▶ [AIM OF THE EXERCISE]: Only the lines from the line containing "Query: fallen tree" to the end of the records, both included, belong in the answer, copied exactly.

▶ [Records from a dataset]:
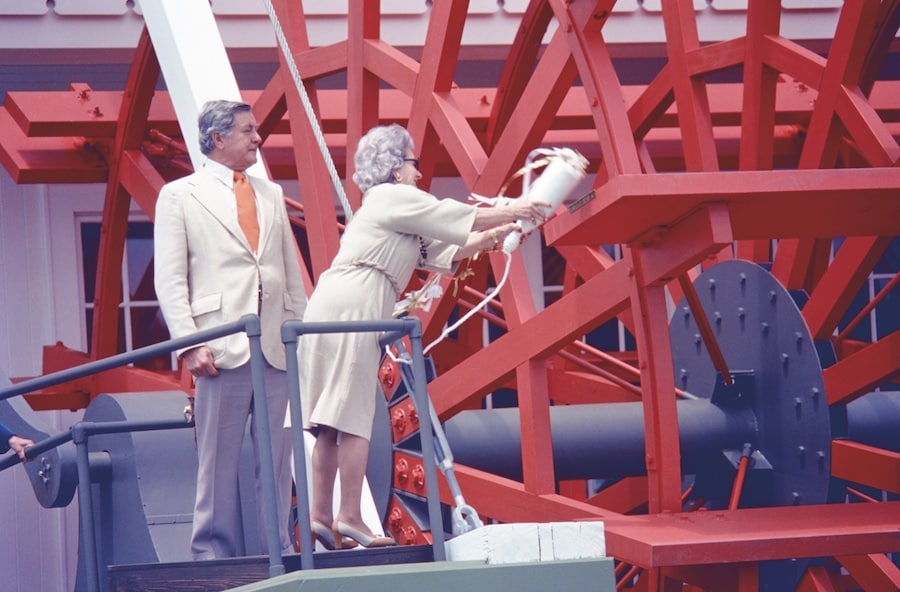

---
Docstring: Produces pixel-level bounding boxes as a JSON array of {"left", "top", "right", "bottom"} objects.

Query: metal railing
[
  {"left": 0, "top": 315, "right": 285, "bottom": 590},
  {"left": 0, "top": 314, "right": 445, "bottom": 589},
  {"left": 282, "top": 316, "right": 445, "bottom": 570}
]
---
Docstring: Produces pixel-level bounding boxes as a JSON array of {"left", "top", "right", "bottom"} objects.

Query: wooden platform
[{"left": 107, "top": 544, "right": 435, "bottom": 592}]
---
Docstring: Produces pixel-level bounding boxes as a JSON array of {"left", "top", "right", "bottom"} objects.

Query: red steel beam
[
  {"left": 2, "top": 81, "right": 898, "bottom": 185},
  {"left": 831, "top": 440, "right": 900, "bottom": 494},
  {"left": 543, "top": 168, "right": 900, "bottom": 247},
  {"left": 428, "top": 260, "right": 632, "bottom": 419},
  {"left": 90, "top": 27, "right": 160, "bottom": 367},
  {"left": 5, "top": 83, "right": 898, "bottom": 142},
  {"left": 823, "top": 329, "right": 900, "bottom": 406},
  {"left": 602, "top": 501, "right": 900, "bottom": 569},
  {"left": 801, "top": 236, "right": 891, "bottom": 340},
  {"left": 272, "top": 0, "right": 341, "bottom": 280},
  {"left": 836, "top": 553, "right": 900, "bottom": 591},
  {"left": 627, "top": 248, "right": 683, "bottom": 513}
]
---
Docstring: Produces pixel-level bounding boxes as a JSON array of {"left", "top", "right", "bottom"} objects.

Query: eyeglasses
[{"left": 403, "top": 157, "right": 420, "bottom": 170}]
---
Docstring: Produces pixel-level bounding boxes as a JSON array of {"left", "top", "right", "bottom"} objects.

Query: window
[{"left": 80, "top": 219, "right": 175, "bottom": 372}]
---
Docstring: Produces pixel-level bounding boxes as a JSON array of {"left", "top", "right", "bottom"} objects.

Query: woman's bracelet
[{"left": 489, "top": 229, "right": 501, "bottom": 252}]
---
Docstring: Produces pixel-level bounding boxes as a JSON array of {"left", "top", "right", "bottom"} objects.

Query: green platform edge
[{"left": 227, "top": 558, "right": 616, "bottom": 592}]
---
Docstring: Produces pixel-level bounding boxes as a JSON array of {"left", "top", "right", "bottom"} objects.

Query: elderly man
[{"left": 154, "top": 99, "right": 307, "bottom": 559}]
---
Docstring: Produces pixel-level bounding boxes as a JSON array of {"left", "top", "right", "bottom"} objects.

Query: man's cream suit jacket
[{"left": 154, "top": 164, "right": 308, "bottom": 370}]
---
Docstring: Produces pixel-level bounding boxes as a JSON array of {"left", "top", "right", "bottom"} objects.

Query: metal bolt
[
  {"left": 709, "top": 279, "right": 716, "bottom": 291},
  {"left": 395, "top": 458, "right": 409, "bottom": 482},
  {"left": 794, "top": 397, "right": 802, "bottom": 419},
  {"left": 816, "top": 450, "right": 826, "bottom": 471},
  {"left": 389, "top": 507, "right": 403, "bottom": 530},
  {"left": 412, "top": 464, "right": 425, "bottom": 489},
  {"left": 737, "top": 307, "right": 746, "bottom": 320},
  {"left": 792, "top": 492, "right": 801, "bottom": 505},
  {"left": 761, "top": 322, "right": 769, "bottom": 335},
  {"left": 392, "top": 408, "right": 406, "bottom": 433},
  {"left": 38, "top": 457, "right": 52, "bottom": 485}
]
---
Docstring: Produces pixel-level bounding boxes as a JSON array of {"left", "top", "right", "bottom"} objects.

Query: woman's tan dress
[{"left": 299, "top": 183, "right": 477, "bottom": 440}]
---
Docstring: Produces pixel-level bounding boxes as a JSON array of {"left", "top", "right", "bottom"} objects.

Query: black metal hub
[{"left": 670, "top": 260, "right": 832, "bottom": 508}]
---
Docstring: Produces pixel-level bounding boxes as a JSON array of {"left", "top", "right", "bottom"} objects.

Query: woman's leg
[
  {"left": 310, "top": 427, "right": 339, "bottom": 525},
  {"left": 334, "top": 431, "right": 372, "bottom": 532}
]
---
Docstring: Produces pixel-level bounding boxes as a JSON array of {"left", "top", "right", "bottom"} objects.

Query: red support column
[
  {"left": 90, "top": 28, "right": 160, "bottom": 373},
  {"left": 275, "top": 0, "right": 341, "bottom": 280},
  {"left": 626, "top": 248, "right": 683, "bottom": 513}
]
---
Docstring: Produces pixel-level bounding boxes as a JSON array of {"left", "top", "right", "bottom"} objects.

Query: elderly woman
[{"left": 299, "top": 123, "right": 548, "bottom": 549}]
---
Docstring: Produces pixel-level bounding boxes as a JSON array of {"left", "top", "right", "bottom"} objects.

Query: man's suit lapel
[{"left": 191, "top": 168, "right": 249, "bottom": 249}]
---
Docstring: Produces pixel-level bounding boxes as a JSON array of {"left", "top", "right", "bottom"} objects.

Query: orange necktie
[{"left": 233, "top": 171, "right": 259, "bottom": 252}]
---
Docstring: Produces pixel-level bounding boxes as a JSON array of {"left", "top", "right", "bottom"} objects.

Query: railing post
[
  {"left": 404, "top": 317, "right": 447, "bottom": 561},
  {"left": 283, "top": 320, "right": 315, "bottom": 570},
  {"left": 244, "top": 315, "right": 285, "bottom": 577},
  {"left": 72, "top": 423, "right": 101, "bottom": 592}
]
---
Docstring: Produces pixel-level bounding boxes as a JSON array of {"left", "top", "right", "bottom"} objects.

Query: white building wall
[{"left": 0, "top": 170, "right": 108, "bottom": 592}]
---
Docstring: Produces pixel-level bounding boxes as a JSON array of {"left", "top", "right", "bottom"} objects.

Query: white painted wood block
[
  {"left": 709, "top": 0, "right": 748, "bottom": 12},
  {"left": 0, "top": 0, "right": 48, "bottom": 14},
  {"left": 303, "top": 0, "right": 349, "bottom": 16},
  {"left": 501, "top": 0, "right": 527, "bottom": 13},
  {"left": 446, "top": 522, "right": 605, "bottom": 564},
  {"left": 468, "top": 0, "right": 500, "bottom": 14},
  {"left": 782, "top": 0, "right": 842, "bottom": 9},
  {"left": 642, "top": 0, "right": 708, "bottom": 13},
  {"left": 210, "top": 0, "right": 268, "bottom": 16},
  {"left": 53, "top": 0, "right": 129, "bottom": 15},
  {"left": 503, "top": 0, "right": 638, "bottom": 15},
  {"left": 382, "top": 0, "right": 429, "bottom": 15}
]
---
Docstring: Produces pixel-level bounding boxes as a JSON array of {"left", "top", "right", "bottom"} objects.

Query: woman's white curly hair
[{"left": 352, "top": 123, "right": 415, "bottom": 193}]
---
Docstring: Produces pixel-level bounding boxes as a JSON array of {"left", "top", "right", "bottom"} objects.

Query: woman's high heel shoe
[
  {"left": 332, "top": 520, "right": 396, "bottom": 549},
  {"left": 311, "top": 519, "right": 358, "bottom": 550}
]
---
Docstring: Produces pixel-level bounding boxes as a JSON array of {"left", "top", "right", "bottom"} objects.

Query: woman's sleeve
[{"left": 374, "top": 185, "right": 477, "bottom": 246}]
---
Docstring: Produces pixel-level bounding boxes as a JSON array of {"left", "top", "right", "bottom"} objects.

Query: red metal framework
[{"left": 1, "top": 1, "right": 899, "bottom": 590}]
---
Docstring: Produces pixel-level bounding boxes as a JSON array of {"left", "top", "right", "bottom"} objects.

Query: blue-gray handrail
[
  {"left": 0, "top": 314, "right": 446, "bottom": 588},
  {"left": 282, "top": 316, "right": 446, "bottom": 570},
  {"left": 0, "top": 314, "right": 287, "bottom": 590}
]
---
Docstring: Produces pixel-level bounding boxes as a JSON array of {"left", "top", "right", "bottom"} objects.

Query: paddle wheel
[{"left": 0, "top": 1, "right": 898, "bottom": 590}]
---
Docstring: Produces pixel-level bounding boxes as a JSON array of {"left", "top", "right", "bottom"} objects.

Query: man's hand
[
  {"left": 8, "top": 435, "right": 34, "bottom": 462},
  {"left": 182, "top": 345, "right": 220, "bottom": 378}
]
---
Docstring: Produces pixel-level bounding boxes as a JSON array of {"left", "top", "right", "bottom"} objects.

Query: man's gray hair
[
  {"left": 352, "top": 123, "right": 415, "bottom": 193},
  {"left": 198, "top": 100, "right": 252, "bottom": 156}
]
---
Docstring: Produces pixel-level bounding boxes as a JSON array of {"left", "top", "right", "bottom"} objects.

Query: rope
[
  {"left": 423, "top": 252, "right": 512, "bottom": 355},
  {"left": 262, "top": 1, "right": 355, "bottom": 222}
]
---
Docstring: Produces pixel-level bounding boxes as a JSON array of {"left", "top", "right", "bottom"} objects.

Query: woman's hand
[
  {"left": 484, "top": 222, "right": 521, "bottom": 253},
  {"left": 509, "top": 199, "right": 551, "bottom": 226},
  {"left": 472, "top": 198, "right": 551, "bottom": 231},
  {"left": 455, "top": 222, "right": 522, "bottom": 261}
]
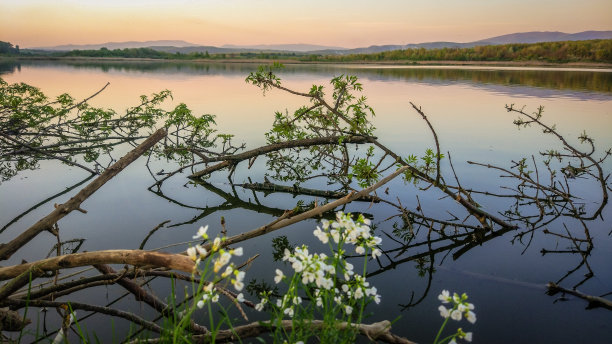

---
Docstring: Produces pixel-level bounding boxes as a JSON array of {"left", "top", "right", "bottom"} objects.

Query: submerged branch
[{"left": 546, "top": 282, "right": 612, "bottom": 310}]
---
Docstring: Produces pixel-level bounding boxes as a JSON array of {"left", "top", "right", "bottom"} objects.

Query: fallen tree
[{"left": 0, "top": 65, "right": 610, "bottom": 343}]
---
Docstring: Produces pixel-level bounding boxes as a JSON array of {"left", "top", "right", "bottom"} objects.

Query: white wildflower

▶ [ANSWER SPACE]:
Query: fallen tree
[{"left": 0, "top": 65, "right": 610, "bottom": 343}]
---
Docstring: Produces pixel-level bounding boxes as a JSON array of {"left", "top", "right", "bottom"} objects.

Query: white wildflower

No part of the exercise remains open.